> [The data]:
— begin —
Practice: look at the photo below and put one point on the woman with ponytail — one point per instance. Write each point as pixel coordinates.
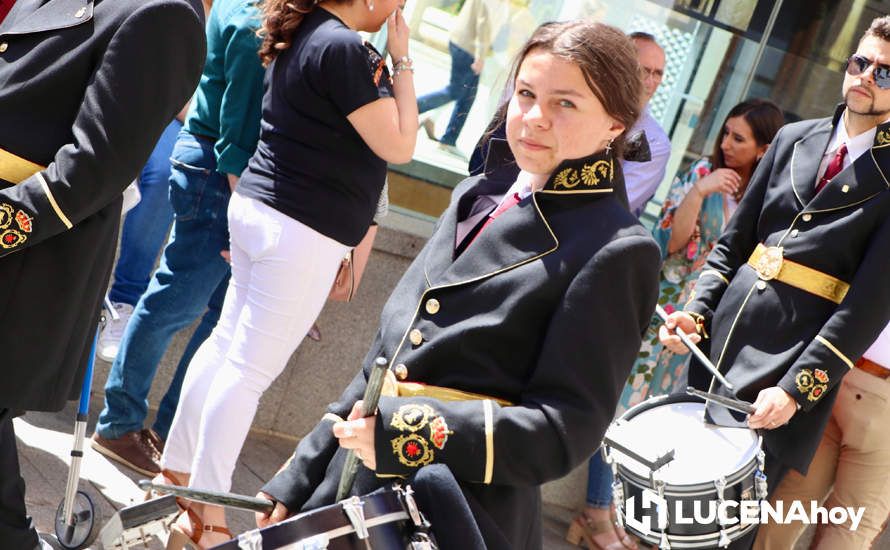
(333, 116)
— end —
— begin —
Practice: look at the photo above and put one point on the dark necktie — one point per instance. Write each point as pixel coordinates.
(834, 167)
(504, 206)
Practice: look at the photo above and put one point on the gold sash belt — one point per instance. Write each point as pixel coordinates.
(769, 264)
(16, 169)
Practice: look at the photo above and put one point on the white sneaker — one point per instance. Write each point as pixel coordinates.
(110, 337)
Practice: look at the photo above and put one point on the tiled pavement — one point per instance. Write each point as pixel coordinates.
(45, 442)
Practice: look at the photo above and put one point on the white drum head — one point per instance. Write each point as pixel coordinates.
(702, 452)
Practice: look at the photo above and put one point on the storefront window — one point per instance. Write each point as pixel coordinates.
— end —
> [Given task]:
Reproduce the records from the line holding "the white drum" through the line holding "on the storefront", inclusive, with "storefront window" swapped for "shop window" and everything else left as is.

> [Written solution]:
Practice: look at the photo above and put one point on the white drum head — one point per instance. Write each point as pixel coordinates.
(702, 452)
Practice: look at the photo above and put one point on the shop window — one point per instance. Write each point as pixel coordinates.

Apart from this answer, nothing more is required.